Assigned task >>
Return the data below exactly, stopping after the line with "Can you find the blurred forest".

--- START ---

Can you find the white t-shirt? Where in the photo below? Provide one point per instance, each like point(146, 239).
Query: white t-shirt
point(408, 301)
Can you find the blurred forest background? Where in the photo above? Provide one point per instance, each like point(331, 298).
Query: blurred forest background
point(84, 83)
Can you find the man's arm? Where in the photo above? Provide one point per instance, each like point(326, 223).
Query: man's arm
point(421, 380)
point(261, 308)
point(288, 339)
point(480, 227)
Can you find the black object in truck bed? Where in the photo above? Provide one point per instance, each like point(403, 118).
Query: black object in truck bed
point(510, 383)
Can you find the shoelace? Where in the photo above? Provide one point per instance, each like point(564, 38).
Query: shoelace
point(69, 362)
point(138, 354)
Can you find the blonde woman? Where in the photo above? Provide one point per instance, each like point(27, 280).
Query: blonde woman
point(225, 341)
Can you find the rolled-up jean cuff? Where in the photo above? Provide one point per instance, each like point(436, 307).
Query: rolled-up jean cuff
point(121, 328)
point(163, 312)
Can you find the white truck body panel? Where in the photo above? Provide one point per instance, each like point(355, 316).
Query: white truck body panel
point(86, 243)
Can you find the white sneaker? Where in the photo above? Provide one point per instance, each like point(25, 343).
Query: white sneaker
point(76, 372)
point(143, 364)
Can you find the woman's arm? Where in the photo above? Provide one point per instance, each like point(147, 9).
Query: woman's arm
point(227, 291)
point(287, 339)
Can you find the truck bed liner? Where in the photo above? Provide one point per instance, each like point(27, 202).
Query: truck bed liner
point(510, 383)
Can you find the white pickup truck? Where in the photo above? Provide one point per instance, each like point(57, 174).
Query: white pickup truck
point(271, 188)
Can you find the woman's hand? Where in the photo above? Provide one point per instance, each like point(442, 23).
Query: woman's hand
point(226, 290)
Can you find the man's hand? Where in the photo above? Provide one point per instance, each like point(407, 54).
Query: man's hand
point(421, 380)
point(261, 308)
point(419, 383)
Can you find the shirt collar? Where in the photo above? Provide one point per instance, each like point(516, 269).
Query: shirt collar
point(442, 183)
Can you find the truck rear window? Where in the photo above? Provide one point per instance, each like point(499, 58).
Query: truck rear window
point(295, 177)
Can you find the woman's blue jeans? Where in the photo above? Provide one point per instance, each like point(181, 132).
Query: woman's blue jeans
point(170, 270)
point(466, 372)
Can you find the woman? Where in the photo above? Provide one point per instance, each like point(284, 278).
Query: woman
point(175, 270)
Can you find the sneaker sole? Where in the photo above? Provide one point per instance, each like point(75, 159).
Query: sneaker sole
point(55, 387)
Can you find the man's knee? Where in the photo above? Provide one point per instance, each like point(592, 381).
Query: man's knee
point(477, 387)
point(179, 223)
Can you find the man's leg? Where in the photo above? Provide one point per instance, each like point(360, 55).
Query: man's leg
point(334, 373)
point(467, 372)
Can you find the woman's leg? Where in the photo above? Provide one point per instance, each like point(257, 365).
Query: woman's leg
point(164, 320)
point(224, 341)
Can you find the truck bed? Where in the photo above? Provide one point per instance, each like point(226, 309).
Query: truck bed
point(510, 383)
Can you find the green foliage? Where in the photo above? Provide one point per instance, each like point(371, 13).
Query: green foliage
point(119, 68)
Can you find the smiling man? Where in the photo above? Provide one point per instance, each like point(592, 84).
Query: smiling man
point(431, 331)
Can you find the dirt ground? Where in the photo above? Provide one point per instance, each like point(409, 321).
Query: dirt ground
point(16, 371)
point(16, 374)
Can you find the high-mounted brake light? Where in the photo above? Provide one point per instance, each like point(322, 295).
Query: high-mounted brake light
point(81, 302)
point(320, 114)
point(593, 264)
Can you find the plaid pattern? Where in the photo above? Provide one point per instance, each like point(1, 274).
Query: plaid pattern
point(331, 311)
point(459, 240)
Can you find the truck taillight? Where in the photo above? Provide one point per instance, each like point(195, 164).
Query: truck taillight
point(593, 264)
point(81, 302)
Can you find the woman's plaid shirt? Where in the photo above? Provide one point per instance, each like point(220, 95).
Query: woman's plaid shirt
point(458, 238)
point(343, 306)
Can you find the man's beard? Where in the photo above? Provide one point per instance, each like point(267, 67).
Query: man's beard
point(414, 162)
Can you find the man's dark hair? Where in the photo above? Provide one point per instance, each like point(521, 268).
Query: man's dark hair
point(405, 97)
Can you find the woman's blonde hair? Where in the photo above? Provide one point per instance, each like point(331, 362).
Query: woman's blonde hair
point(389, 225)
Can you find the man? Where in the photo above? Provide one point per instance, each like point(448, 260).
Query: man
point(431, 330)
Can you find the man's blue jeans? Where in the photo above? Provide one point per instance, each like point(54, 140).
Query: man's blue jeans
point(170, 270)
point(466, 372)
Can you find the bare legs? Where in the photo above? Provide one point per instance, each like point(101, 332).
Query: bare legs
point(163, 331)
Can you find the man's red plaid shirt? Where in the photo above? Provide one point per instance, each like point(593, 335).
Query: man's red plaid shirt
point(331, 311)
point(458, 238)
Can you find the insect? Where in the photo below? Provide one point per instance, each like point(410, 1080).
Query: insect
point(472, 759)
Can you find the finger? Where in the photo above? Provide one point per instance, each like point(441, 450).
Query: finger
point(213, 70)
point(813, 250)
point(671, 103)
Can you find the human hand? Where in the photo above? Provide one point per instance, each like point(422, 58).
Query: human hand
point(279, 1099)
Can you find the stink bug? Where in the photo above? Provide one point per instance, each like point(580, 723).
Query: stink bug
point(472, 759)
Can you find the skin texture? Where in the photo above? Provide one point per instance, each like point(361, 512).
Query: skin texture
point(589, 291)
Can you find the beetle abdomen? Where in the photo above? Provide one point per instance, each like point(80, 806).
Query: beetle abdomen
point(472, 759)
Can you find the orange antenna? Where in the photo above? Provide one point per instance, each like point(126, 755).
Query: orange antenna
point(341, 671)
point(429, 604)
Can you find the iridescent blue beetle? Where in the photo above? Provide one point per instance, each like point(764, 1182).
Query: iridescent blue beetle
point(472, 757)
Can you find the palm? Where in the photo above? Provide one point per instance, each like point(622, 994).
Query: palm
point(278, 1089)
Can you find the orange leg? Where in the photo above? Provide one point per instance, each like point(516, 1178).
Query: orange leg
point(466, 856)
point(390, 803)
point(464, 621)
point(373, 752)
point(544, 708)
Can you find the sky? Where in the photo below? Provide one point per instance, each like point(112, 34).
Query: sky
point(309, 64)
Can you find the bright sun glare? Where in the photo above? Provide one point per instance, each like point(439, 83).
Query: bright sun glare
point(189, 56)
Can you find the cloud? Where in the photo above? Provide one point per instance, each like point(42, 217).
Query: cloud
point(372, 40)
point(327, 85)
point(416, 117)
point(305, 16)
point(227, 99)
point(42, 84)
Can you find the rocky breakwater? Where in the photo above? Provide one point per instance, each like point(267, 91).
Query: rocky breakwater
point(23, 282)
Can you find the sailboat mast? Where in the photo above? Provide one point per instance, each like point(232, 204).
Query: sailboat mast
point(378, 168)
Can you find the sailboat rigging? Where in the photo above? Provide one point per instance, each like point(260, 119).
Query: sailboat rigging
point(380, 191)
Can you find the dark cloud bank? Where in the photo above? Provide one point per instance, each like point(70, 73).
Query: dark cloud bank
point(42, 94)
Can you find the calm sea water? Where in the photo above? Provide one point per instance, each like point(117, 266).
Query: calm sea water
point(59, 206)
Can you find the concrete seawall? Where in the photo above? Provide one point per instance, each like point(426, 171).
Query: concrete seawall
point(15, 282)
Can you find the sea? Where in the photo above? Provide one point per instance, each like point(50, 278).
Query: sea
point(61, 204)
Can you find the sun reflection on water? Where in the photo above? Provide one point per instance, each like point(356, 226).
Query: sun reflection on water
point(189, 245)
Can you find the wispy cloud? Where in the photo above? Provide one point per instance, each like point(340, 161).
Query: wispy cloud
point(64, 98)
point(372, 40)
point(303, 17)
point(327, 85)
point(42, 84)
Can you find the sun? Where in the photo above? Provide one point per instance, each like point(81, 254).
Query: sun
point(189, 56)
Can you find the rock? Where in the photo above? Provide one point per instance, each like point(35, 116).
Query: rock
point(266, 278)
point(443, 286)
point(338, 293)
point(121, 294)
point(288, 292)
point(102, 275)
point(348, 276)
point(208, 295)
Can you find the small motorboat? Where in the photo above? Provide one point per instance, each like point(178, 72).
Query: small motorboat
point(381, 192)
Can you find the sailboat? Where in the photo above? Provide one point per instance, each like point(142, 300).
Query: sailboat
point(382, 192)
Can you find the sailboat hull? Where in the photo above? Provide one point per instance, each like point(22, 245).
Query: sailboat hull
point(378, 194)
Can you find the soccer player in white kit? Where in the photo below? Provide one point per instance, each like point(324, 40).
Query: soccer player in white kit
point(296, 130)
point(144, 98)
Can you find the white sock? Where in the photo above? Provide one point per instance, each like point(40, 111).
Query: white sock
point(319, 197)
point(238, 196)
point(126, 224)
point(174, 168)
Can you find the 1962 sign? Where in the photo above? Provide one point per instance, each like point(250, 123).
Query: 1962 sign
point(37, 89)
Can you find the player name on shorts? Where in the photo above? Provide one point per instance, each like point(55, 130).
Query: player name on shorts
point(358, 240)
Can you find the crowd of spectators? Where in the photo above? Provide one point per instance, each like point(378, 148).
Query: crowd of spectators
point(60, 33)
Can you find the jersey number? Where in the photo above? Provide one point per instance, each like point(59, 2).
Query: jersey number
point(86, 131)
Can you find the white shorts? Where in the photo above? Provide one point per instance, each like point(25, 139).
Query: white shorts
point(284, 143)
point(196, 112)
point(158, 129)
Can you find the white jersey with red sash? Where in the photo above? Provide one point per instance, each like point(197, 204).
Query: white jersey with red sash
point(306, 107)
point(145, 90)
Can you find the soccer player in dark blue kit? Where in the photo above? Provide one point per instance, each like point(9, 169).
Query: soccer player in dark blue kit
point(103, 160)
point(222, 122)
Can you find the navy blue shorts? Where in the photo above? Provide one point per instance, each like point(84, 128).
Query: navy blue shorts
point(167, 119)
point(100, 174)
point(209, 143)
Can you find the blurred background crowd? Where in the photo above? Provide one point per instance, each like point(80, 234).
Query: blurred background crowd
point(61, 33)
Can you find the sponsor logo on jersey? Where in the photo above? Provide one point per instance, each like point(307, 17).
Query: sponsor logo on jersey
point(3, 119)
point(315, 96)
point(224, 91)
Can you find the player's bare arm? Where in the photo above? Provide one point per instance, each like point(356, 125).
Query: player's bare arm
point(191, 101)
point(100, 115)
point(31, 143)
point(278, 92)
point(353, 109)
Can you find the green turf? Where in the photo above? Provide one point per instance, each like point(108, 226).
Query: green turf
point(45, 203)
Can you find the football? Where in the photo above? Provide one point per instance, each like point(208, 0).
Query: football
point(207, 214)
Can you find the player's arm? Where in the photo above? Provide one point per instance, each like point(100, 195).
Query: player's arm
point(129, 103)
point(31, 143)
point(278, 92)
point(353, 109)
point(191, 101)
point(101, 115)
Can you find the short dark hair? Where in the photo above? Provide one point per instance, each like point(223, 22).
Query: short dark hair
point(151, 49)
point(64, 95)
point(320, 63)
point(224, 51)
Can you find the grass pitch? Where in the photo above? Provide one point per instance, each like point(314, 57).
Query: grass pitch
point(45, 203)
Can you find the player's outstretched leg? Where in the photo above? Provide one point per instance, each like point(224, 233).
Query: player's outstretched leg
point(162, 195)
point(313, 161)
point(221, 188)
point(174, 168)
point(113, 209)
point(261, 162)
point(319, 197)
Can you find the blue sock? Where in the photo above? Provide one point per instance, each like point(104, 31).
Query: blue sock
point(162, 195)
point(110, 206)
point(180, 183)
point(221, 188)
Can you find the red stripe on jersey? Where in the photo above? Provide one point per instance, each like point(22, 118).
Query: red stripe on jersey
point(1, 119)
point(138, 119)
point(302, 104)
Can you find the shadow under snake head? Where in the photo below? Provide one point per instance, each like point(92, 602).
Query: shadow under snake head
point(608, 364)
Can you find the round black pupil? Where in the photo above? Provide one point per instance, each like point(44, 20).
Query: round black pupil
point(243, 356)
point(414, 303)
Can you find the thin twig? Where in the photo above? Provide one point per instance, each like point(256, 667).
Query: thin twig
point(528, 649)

--- END ---

Task answer >>
Can you find the white t-shirt? Where in the photo below? Provide one point per instance, each like point(146, 239).
Query: white t-shirt
point(408, 301)
Can you find the blurred forest background? Where in the photo above? Provide one point per instance, each like point(331, 298).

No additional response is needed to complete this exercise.